> **Complete the following**
A. In the thread about the Soundstream Reference 405 amp, what amperage were the two fuses that johnny23 found in the amp before he replaced them?
B. Return the passage of the thread about the Soundstream Reference 405 amp from "hey there, its" up to and including "blowing my subwoofers.".

> **Page**
■ ■ ■

# soundstream reference 405 really like this?



## johnny23 (Apr 10, 2014)

hey there, its my first post here.
ive had problems with my soundstream reference 405 amp, so far its burnt 2 old school soundstream spl 10 subwoofers, one classic kicker subwoofer, and one mtx subwoofer, and to mention it almost burnt my blaupunkt 12 inch velocity subwoofer. its also burnt my original dvc german mbquart speakers (channels 3&4) and i'm sick of it!
after buying new speakers for the rear, I double checked everything in the amp, I noticed both fuses were 50 amps, so I replaced them with the stock 20 amp fuses, now theres no audio at all in the rear channel, so its basically broken.
the sub channel was always at high power mode, and I never overpower it. so I see no reason for it blowing my subwoofers.
when I brought it to the repair shop, the guy there said channels 3&4 of the amp were burnt, and cannot be repaired, and he has found no problems in the sub channel so far...


----------



## vwdave (Jun 12, 2013)

Maybe the DC offset needs to be set.

I'd stop hooking up subs after two burned ones. Something isn't right (assuming the amp is installed and set up correctly).

Everything can be fixed...check that, most amps can be fixed. You need to ask yourself if it's worth fixing.


----------



## TrickyRicky (Apr 5, 2009)

These amplifiers don't have a dc offset pot.


The reason they burn subs is because there is large amounts of DC voltage present on the subwoofer terminals. Around 38vdc IIRC, the feb board will have to be replaced (JandRelectronix has them). 


I would suggest the feb boards get resoldered, they form small hairline cracks on the solder joints which makes the channels cut on and off with any slight bump or tap on the amplifier.


----------



## vwdave (Jun 12, 2013)

Aha, no pot to adjust DC offset. I wasn't sure, but is thought for sure that it was a DC voltage issue at the output.


----------



## black.rain (Dec 23, 2013)

damn sounds scary...i just help my friend install a ref 405 with an spl12 sub thank god everything went OK
sound fantastic!!


----------



## johnny23 (Apr 10, 2014)

TrickyRicky said:


> These amplifiers don't have a dc offset pot.
> 
> 
> The reason they burn subs is because there is large amounts of DC voltage present on the subwoofer terminals. Around 38vdc IIRC, the feb board will have to be replaced (JandRelectronix has them).
> ...


I'm sorry for not being able to reply for a while, I had connectivity problems here...
feb board? where can I find that? any pictures?


----------



## TrickyRicky (Apr 5, 2009)

Here's a link.

Make sure you get the same one as the one you'll be replacing. They are a bit different but you can spot the differences.

■ ■ ■

> **Data entries**

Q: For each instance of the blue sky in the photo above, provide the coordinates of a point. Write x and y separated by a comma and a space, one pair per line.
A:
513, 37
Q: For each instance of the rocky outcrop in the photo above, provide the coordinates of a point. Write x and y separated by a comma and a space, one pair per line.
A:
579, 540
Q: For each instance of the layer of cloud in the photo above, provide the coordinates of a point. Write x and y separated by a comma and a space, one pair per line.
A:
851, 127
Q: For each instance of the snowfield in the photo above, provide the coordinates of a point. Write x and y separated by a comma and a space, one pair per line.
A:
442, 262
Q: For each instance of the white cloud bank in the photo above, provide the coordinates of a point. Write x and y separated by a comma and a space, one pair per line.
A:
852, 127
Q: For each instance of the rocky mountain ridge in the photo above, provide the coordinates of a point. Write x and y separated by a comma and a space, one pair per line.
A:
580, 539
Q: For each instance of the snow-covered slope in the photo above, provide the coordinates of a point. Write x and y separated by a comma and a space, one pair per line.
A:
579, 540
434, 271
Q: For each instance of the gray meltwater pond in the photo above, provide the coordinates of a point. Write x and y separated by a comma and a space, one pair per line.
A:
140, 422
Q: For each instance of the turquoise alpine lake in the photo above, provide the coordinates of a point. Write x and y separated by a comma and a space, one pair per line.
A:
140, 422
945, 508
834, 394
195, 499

■ ■ ■

> **Outputs by task**
A. Both fuses were 50 amps.

B.
hey there, its my first post here.
ive had problems with my soundstream reference 405 amp, so far its burnt 2 old school soundstream spl 10 subwoofers, one classic kicker subwoofer, and one mtx subwoofer, and to mention it almost burnt my blaupunkt 12 inch velocity subwoofer. its also burnt my original dvc german mbquart speakers (channels 3&4) and i'm sick of it!
after buying new speakers for the rear, I double checked everything in the amp, I noticed both fuses were 50 amps, so I replaced them with the stock 20 amp fuses, now theres no audio at all in the rear channel, so its basically broken.
the sub channel was always at high power mode, and I never overpower it. so I see no reason for it blowing my subwoofers.